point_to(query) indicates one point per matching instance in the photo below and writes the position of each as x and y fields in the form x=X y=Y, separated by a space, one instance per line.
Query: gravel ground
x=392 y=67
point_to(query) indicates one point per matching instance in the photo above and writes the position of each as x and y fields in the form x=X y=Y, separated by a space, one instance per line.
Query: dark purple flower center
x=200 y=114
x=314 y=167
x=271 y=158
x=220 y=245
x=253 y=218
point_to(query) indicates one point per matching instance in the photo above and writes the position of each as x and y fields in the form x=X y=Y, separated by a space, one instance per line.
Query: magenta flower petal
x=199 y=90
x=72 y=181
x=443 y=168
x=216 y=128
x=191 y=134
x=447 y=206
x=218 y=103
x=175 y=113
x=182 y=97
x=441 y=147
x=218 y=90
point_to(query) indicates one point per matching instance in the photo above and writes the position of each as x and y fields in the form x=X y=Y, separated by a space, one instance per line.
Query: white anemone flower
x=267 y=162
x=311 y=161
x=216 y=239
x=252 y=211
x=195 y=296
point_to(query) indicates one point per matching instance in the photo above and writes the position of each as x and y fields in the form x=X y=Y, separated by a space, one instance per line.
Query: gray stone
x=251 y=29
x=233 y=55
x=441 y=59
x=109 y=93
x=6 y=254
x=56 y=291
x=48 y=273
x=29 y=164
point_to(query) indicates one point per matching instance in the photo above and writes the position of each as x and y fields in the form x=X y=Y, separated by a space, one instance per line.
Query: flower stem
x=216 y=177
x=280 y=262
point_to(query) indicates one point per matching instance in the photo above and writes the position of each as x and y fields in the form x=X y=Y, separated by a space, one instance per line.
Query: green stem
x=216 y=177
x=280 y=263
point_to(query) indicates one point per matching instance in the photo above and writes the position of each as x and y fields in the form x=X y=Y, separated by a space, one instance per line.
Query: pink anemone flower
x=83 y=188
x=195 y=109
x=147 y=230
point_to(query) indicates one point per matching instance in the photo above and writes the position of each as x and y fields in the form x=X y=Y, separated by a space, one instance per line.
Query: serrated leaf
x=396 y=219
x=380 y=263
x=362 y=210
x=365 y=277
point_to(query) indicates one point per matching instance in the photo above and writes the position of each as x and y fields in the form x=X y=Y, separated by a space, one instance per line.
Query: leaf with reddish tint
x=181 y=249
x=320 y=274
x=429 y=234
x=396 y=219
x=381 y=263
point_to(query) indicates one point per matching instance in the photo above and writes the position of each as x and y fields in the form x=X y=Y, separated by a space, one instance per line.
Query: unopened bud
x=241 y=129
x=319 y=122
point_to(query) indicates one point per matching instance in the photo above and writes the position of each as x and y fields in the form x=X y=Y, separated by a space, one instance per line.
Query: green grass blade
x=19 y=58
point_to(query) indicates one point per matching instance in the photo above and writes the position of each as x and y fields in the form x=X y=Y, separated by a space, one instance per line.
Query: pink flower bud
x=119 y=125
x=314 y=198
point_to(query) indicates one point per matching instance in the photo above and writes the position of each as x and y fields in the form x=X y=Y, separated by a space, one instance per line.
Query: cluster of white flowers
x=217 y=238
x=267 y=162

**What is required:** Can you restate every record above word for word?

**Full output:**
point_to(query) indicates one point per matching instance in the photo below and writes the position of each as x and y fields in the form x=X y=Y, separated by a space, one instance per line.
Query: gravel ground
x=392 y=67
point_to(query) indicates one point per matching instance in the photo above and writes the position of each as x and y fields in the form x=X y=Y, separated by a space, one instance per line.
Query: dark purple flower center
x=200 y=114
x=314 y=167
x=271 y=158
x=220 y=245
x=253 y=218
point_to(query) indicates one point per matching instance in the photo above and writes the position of each as x and y fields in the form x=X y=Y, separated by a space, one instance per line.
Query: magenta flower petal
x=199 y=90
x=72 y=181
x=443 y=168
x=216 y=128
x=191 y=134
x=447 y=206
x=218 y=103
x=175 y=113
x=182 y=97
x=441 y=147
x=218 y=90
point_to(query) indicates one point per matching instance in the photo above and writes the position of each as x and y fields in the form x=X y=Y, separated by a space, one instance per line.
Query: white anemone flower
x=267 y=162
x=311 y=161
x=216 y=239
x=252 y=211
x=195 y=296
point_to(query) indicates one point per matching instance in the photo above and writes the position of each as x and y fields in the form x=X y=Y, separated by a space, one instance per line.
Query: gray stone
x=251 y=29
x=233 y=55
x=441 y=59
x=109 y=93
x=6 y=254
x=56 y=291
x=48 y=273
x=29 y=164
point_to(query) indicates one point per matching instance in the photo above and writes the position of each as x and y fields in the form x=X y=Y, separated by a space, one instance per line.
Query: flower stem
x=216 y=177
x=280 y=262
point_to(query) indicates one point per matching instance in the photo above and writes the position of each as x and y fields in the form x=X y=Y, separated by a space, one instance per line.
Query: green stem
x=216 y=177
x=280 y=263
point_to(query) indicates one point per matching instance in the photo above and writes the position of each as x and y fields in the form x=X y=Y, separated by a space, one instance per line.
Query: pink anemone flower
x=83 y=188
x=195 y=109
x=147 y=230
point_to(query) indicates one point per matching instance in the photo above and writes the position of each as x and y fields in the form x=X y=Y, separated by a space, one instance per line.
Query: serrated leaf
x=396 y=219
x=380 y=263
x=362 y=210
x=365 y=277
point_to(query) indicates one point per matching instance in the photo above and writes the position of each as x and y fields in the form x=X y=Y, separated by a space, one instance per line.
Query: leaf with reddish tint
x=181 y=249
x=320 y=274
x=429 y=234
x=396 y=219
x=381 y=263
point_to(query) indicates one point per matching instance in the photo above and writes the position of each as x and y fields in the form x=X y=Y, separated by a space, one instance per line.
Query: unopened bud
x=241 y=129
x=319 y=122
point_to(query) indicates one point per matching instance in the photo above and writes the position of each as x and y fields in the form x=X y=Y, separated by a space, one instance per line.
Query: green grass blade
x=19 y=58
point_to(query) indicates one point per matching instance in the photo above and writes the position of each as x and y fields in the form x=X y=Y, separated by a space, one instance per line.
Query: pink flower bud
x=119 y=125
x=314 y=198
point_to(query) indicates one point per matching instance in the photo above and writes the position of each as x and y fields in the form x=X y=Y, separated by a space, one instance per line.
Query: cluster of white flowers
x=217 y=238
x=267 y=162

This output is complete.